## [Exercice court]
Reprenez le texte sur le rapprochement entre Ryad et Moscou et rédigez sa suite à partir de sa dernière phrase.

## [Texte de lecture]

■ ■ ■ ■ ■

Ryad vient d’annoncer la réduction de sa production de pétrole d’un million de barils, alors que la Russie va augmenter la sienne de 75.000.

Le ministre russe de l’énergie, Alexandre Kovac, a qualifié la décision saoudienne de « cadeau du nouvel an »…

Les Iraniens, de leur côté, savent tout autant que leurs relations avec la Russie et la Chine sont vitales, au moment ou leur pays fait l’objet de sanctions économiques occidentales très contraignantes.

Par ailleurs, Saoudiens et Russes nourrissent une profonde méfiance envers la Turquie, qu’ils ont tous les deux combattus dans le passé. L’ennemi de mon ennemi…


Le boulet wahhabite

"Allô Vladimir, j'écoule moins de barils sur le marché et tu m'arranges l'affaire avec les Perses, ok ?"
"Allô Vladimir, j'écoule moins de barils sur le marché et tu m'arranges l'affaire avec les Perses, ok ?"
Sauf que ce potentiel nouvel ‘ami’, encore plus que les Occidentaux, nourrit une haine profonde envers les courants radicaux de l’Islam sunnite, qu’il a difficilement vaincu en Tchétchénie.

■ ■ ■ ■ ■

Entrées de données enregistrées

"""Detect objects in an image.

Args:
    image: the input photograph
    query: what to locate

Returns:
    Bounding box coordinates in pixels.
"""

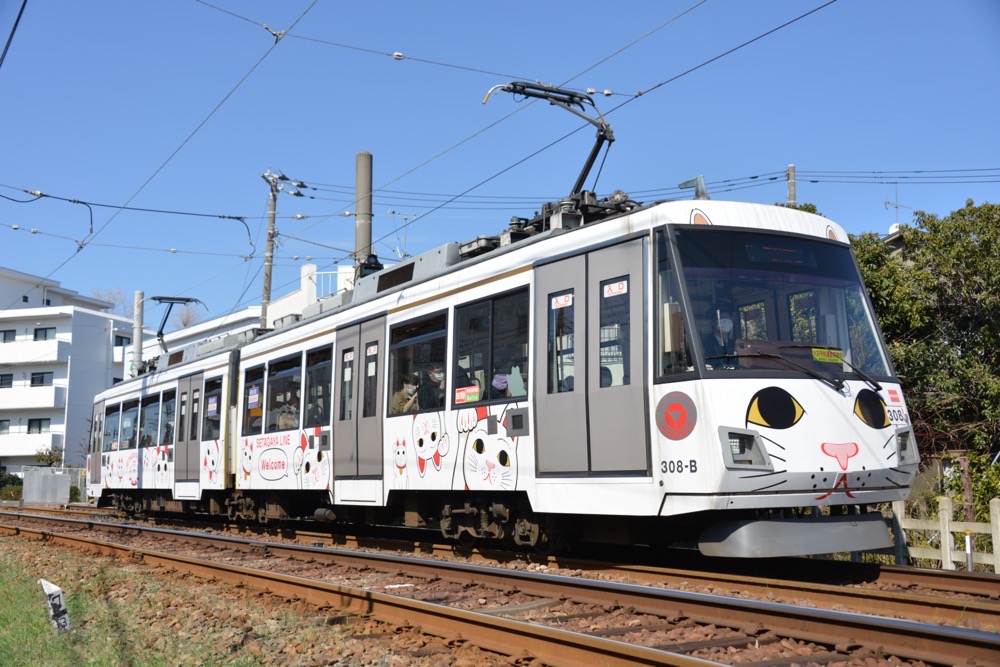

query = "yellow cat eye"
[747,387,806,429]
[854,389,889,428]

■ ■ ■ ■ ■

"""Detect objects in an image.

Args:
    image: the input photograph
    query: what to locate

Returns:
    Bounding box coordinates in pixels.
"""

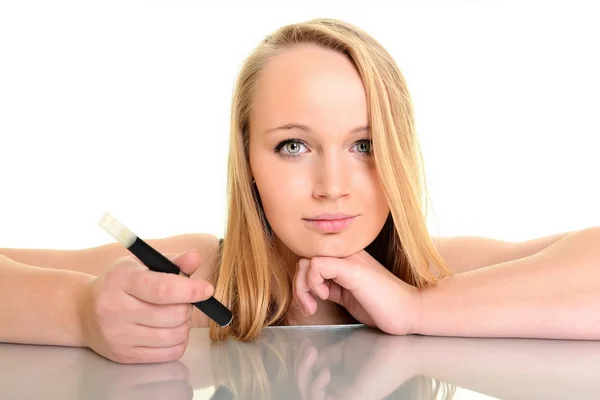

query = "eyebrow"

■ ■ ■ ■ ■

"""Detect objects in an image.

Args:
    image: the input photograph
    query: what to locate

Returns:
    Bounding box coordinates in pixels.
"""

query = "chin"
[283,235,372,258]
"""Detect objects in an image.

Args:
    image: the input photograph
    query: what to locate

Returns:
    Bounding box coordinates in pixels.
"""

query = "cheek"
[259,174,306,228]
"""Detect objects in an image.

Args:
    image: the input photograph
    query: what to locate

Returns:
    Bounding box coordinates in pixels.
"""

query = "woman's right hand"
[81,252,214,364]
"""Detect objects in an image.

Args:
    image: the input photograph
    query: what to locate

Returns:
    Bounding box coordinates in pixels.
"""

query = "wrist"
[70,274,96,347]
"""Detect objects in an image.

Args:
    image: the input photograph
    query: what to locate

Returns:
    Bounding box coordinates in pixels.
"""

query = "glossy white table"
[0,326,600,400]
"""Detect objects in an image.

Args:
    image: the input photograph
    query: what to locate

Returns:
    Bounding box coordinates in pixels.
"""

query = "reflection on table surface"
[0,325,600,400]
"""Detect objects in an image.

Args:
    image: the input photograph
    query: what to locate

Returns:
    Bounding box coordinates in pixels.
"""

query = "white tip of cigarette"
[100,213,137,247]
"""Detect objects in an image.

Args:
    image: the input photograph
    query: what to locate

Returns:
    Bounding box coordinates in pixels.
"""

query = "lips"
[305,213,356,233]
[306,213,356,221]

■ ■ ■ ■ ■

## [Réponse]
Quand Moscou voit des jihadistes débarquer dernièrement de Syrie en Ukraine, grâce aux bons services du Sultan Erdogan, la Russie a encore plus de raison de se sentir à nouveau menacée dans ses Tatars musulmans de Crimée.

Haro, donc, sur l’idéologie religieuse obscurantiste wahhabite, qui constitue pourtant l’un des fondements politique de la théocratie saoudienne.

Le pacte de Darya entre Mohamed Ben Abdelwahab et Mohamed Ben Saoud date de 1744, et a permis la création du premier émirat saoudien.

L’Etat saoudien ‘moderne’, fondé en 1932 par Abdelaziz Ben Saoud, s’appuie sur la même alliance politico-religieuse.

Histoire d’une hérésie

La tâche n’est pas particulièrement compliquée sur le plan théologique, puisque Mohamed Ben Abdelwahab, fondateur de l’idéologie obscurantiste qui porte son nom, n’a jamais été reconnu par les ‘fouqaha’ comme faisant partie de leur corporation.

Contrairement à son frère, Suleyman, théologien diplômé, qui a d’ailleurs toujours rejeté l’interprétation hérétique que donnait Mohamed des textes sacrés.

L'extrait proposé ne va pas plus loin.